• [Stored records]:
** begin **

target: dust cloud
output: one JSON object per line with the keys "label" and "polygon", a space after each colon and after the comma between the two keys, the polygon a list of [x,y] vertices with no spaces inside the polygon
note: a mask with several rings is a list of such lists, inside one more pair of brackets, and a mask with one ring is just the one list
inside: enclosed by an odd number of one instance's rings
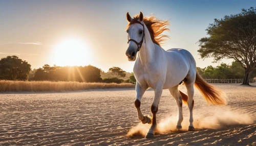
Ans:
{"label": "dust cloud", "polygon": [[[203,115],[198,118],[194,118],[193,124],[196,130],[203,129],[218,129],[229,126],[250,125],[255,123],[251,118],[251,115],[245,112],[241,112],[238,109],[236,110],[225,109],[225,111],[219,110],[218,111],[215,111],[215,113],[212,115]],[[194,114],[195,115],[195,113]],[[182,123],[182,129],[179,130],[176,129],[178,119],[178,116],[173,115],[161,120],[157,124],[156,134],[163,134],[169,132],[176,132],[178,131],[186,131],[189,125],[189,117],[184,117]],[[150,127],[150,125],[142,124],[140,123],[136,126],[132,127],[128,132],[127,135],[131,137],[144,137],[147,133]]]}

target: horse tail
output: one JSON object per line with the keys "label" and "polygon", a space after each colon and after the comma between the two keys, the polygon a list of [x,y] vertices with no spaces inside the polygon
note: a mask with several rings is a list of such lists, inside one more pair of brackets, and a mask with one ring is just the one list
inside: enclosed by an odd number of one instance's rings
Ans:
{"label": "horse tail", "polygon": [[209,105],[211,104],[216,105],[227,104],[226,94],[222,90],[204,81],[197,72],[194,85]]}

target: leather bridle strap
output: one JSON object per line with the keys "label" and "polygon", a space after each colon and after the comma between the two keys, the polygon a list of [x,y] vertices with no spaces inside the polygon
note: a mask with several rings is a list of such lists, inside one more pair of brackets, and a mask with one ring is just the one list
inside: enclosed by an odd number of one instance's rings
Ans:
{"label": "leather bridle strap", "polygon": [[134,42],[137,44],[137,45],[138,45],[138,51],[139,51],[140,50],[140,48],[141,47],[141,46],[142,46],[142,43],[143,43],[143,40],[144,40],[145,43],[146,43],[146,39],[145,39],[145,32],[144,31],[144,25],[143,23],[141,23],[141,22],[140,22],[138,21],[135,21],[134,23],[140,24],[140,25],[142,25],[142,27],[143,27],[143,34],[142,36],[142,38],[141,39],[141,41],[140,42],[137,42],[137,41],[136,41],[133,39],[130,39],[128,40],[128,42],[127,42],[127,43],[129,43],[129,41],[132,41]]}

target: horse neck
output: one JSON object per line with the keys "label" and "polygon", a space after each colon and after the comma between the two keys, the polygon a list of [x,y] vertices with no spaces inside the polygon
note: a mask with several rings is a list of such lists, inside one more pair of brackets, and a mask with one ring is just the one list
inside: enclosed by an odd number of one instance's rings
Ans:
{"label": "horse neck", "polygon": [[147,62],[150,62],[153,58],[155,52],[155,45],[151,39],[150,32],[147,30],[146,26],[144,25],[145,33],[145,41],[143,41],[141,48],[139,51],[138,59],[141,62],[142,64],[144,65]]}

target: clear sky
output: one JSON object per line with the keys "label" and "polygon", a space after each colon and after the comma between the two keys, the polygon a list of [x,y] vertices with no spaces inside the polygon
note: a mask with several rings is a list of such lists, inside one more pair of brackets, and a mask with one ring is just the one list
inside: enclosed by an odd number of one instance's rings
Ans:
{"label": "clear sky", "polygon": [[212,59],[200,59],[197,42],[207,36],[205,30],[214,18],[250,7],[256,1],[0,0],[0,58],[16,55],[33,68],[91,64],[105,71],[118,66],[131,72],[134,62],[125,55],[125,14],[141,11],[169,20],[164,50],[185,48],[197,66],[215,66],[219,63]]}

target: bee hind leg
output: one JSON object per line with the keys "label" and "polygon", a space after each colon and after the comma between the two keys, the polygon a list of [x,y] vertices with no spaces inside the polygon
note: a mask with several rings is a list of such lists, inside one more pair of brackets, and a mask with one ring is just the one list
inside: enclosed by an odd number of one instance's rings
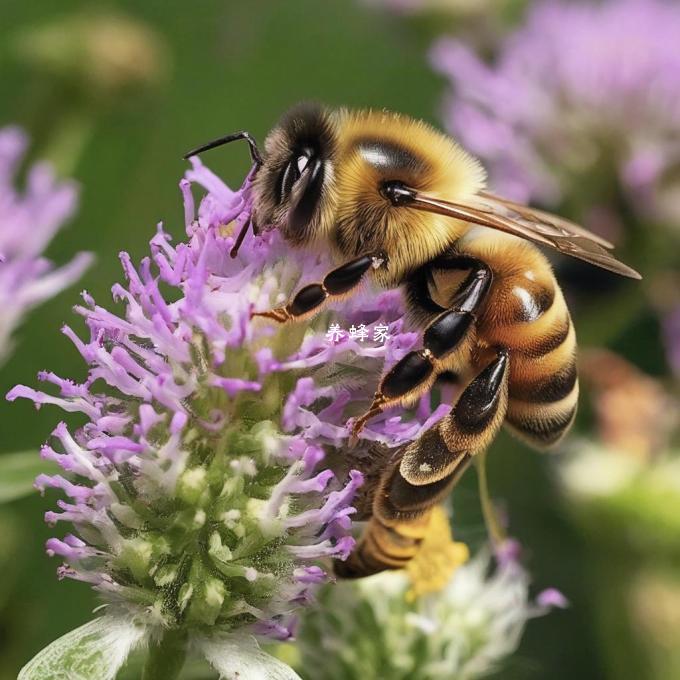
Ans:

** end **

• [Exercise objective]: Convert every line of the material above into a Markdown table with the columns "Row" and "Line", numbering the rows and skipping blank lines. Omit the pictures from the table.

• [The output]:
| Row | Line |
|---|---|
| 1 | target: dust cloud |
| 2 | output: one JSON object per line with the keys "label" and "polygon", a space after each colon and after the comma between the two keys, the polygon a list of [x,y] vertices with no spaces inside the polygon |
| 3 | note: a mask with several rings is a list of such lists, inside one more pair of brackets, and a mask with one ring is just the one list |
| 4 | inside: enclosed by an odd number of one instance's rings |
| 5 | Ans: |
| 6 | {"label": "dust cloud", "polygon": [[[203,115],[198,118],[194,118],[193,124],[196,130],[203,129],[218,129],[229,126],[250,125],[255,123],[251,118],[251,115],[245,112],[241,112],[238,109],[236,110],[225,109],[225,111],[219,110],[218,111],[215,111],[215,113],[212,115]],[[194,114],[195,115],[195,113]],[[182,123],[182,129],[179,130],[176,129],[178,119],[178,116],[173,115],[161,120],[157,124],[156,134],[163,134],[169,132],[176,132],[178,131],[186,131],[189,125],[189,117],[184,117]],[[150,127],[150,125],[142,124],[140,123],[136,126],[132,127],[128,132],[127,135],[131,137],[144,137],[147,133]]]} |
| 7 | target: horse tail |
| 8 | output: one JSON object per line with the keys "label" and "polygon", a space after each colon and after the comma between the two keys, the polygon a list of [x,y] vertices with no spaces inside the polygon |
| 9 | note: a mask with several rings is a list of such lists, inside one more pair of brackets, and a mask with one ring is just the one list |
| 10 | inside: enclosed by an odd number of one instance's rings |
| 11 | Ans: |
| 12 | {"label": "horse tail", "polygon": [[209,105],[211,104],[216,105],[227,104],[226,94],[222,90],[204,81],[197,72],[194,85]]} |
| 13 | target: leather bridle strap |
| 14 | output: one JSON object per line with the keys "label" and "polygon", a space after each colon and after the comma between the two keys, the polygon a list of [x,y] vertices with no spaces inside the polygon |
| 15 | note: a mask with several rings is a list of such lists, inside one more pair of brackets, and a mask with one ring is just the one list |
| 16 | inside: enclosed by an odd number of one instance's rings |
| 17 | Ans: |
| 18 | {"label": "leather bridle strap", "polygon": [[134,42],[137,44],[137,45],[138,45],[138,51],[139,51],[140,50],[140,48],[141,47],[141,46],[142,46],[142,43],[143,43],[143,40],[144,40],[145,43],[146,43],[146,39],[145,39],[145,32],[144,31],[144,25],[143,23],[141,23],[141,22],[140,22],[138,21],[135,21],[134,23],[140,24],[140,25],[142,25],[142,27],[143,27],[143,34],[142,36],[142,38],[141,39],[141,41],[140,42],[137,42],[137,41],[136,41],[133,39],[130,39],[128,40],[128,42],[127,42],[127,43],[129,43],[129,41],[132,41]]} |
| 19 | target: horse neck |
| 20 | output: one JSON object per line with the keys "label" and "polygon", a space after each colon and after the comma between the two keys, the polygon a list of [x,y] vertices with no spaces inside the polygon |
| 21 | note: a mask with several rings is a list of such lists, inside one more pair of brackets, and a mask with one ring is just the one list |
| 22 | inside: enclosed by an odd number of one instance's rings |
| 23 | Ans: |
| 24 | {"label": "horse neck", "polygon": [[147,62],[150,62],[153,58],[155,52],[155,45],[151,39],[150,32],[147,30],[146,26],[144,25],[145,33],[145,41],[143,41],[141,48],[139,51],[138,59],[141,62],[142,64],[144,65]]} |
| 25 | target: clear sky |
| 26 | output: one JSON object per line with the keys "label" and "polygon", a space after each colon and after the comma between the two keys, the polygon a list of [x,y] vertices with no spaces inside the polygon |
| 27 | note: a mask with several rings is a list of such lists, inside one more pair of brackets, and a mask with one ring is just the one list |
| 28 | inside: enclosed by an odd number of one instance's rings |
| 29 | Ans: |
| 30 | {"label": "clear sky", "polygon": [[212,59],[200,59],[197,42],[207,36],[205,30],[214,18],[250,7],[256,1],[0,0],[0,58],[16,55],[33,68],[91,64],[105,71],[118,66],[131,72],[134,62],[125,55],[125,14],[141,11],[169,20],[164,50],[185,48],[197,66],[215,66],[219,63]]} |
| 31 | target: bee hind leg |
| 32 | output: one JSON object per line with the keys "label" and "polygon", a space after each colon and after the comma between the two keys, the polygon a list of [x,y] vertices with no spaces inside the polygon |
| 33 | note: a mask with several rings is a list of such lists, inside one more pair of brackets, and a mask with one ring is just the one list |
| 34 | inside: enclosed by an odd number of one instance's rings |
| 35 | Ans: |